In keiner anderen Region lieferten Nebenwerte in den vergangenen zwanzig Jahren höhere Überschussrenditen gegenüber Standardwerten als in Europa. Insbesondere in Kombination mit Nachhaltigkeitspräferenzen ließen sich Rendite-Risiko-Profile von Aktienportfolios nachweislich stärken.

Jan Rabe, Co-Head Sustainable Investment Office, Metzler Asset Management
Jan Rabe, Co-Head Sustainable Investment Office, Metzler Asset Management© Metzer Asset Management GmbH

"Doch anders als bei Standardwerten lassen sich Überschussrenditen bei Nebenwerten seit einiger Zeit nicht mehr mithilfe von ESG-Ratings steigern", stellt Jan Rabe, Co-Head Sustainable Investment Office, Metzler Asset Management, fest. "Wer auf den „Size-Effekt“ setzt, muss in Sachen Nachhaltigkeit genauer hinschauen. Insbesondere zwei Strategien lohnen: das konsequente Meiden von Titeln, die in Kontroversen verwickelt sind, und der gezielte Aufbau von Impact-Exposure."

Kritischer Umgang mit ESG-Ratings ist geboten
Beim Vergleich von ESG-Ratings zwischen Neben- und Standardwerten innerhalb des europäischen Aktienmarktes fällt auf, dass Nebenwerte über die Zeit hinweg mit einem Discount bewertet werden, wie die folgende Grafik illustriert:

Berechnung auf Basis von MSCI Europe SMID gegenüber Large Cap Indizes.

Quellen: MSCI, Refinitiv; Metzer AM

Rabe erläutert die Zusammenhänge: "Legt man ESG-Ratings zugrunde, die mittels gewichteter Durchschnitte auf einen branchenübergreifenden Vergleich abstellen, lag dieser Discount im Mittel bei fünf Prozent. Werden industriespezifische ESG-Ratings zugrunde gelegt, erhöhte sich der Discount auf 15 Prozent. Da die Mehrheit der Anleger auf industriespezifische Vergleiche schaut, erwächst Nebenwerten hieraus ein erheblicher, struktureller Nachteil gegenüber Standardwerten. Je schematischer Anleger von All-Cap-Produkten nach ESG-Ratings differenzieren, desto größer auch deren Präferenz für Standardwerte gegenüber Nebenwerten.Wir galuben, dass das eine Fehleinschätzung darstellt."

Nebenwerte haben nicht die Ressourcen, um ESG-Agenturen zufriedenzustellen
Denn oft können kleinere Unternehmen im Vergleich zu Standardwerten nicht auf dieselben Ressourcen zurückgreifen, um die Nachhaltigkeitsberichterstattung ähnlich umfangreich und detailliert darzustellen. Rabes Résumé: "Das heißt nicht, dass Nebenwerte weniger nachhaltig sind als Standardwerte. Im Gegenteil: Anleger sind gefordert, genauer hin zu schauen."

**Auftrag 1**: Welche Quellen nennt der Text über Nebenwerte und ESG-Ratings für die Grafik? Führe alle auf.

**Aufgabendaten**:

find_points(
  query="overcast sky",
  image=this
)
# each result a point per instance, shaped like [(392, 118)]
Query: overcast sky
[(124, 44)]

**Auftrag 2**: Ersetze in den Datensätzen „overcast sky“ durch „gray sky“ und gib die Datensätze sonst unverändert wieder.

**Endgültige Antwort 1**: MSCI, Refinitiv, Metzer AM

**Endgültige Antwort 2**:
find_points(
  query="gray sky",
  image=this
)
# each result a point per instance, shaped like [(392, 118)]
Query: gray sky
[(124, 44)]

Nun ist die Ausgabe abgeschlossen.